Show every line in the entries below where the word "road" appears.

EXERCISE MATERIAL:
────────────────────────────────────────

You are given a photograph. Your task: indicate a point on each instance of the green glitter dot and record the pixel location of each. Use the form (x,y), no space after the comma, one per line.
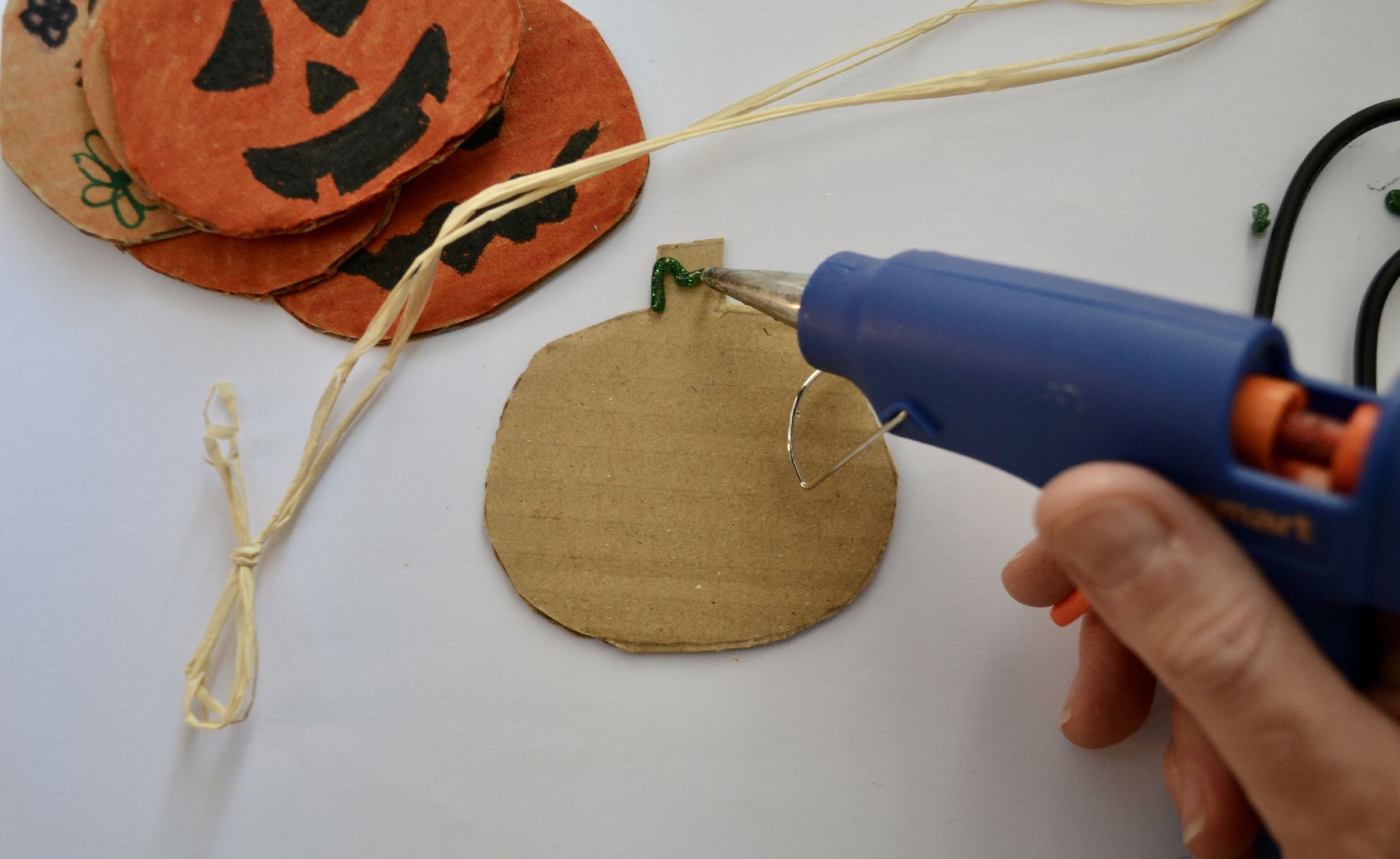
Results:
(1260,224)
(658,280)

────────────────────────────────────────

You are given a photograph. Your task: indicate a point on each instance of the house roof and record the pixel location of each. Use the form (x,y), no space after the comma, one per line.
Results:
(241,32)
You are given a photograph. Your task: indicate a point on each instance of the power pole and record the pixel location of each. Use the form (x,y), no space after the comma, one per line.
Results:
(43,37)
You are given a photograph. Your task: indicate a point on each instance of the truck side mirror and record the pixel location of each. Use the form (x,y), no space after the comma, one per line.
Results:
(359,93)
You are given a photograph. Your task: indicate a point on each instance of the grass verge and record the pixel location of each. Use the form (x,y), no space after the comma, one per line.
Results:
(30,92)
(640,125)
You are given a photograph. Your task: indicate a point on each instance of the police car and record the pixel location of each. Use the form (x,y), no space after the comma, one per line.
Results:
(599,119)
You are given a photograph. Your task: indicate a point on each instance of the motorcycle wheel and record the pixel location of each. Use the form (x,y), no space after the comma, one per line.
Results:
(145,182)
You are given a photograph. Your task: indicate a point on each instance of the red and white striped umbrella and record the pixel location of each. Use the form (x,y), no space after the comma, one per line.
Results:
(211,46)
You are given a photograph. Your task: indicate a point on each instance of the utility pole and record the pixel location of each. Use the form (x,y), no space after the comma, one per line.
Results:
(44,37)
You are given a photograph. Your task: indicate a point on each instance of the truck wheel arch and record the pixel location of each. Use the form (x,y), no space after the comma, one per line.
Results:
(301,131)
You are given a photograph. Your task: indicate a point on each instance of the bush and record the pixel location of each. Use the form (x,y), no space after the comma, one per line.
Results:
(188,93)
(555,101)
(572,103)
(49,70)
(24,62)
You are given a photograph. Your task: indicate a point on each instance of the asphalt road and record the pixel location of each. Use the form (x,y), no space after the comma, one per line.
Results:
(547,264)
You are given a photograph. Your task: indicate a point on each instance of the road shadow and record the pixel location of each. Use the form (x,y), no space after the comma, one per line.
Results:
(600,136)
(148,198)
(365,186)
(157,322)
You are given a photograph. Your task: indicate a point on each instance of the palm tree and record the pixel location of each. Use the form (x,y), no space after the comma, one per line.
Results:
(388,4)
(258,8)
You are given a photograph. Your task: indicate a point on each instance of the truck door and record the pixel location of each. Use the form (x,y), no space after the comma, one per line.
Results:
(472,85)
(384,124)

────────────────────────────────────────

RESULT:
You are given a photograph. Your task: indicate a point on each instance of the asphalt road and record the pixel location of each. Use the form (x,y), no space after the comma, one per line.
You are given a photograph. Your task: indicate a point on each instance of the road shadow and record the pixel location of each. Use the form (x,y), no space after the comma, one per line.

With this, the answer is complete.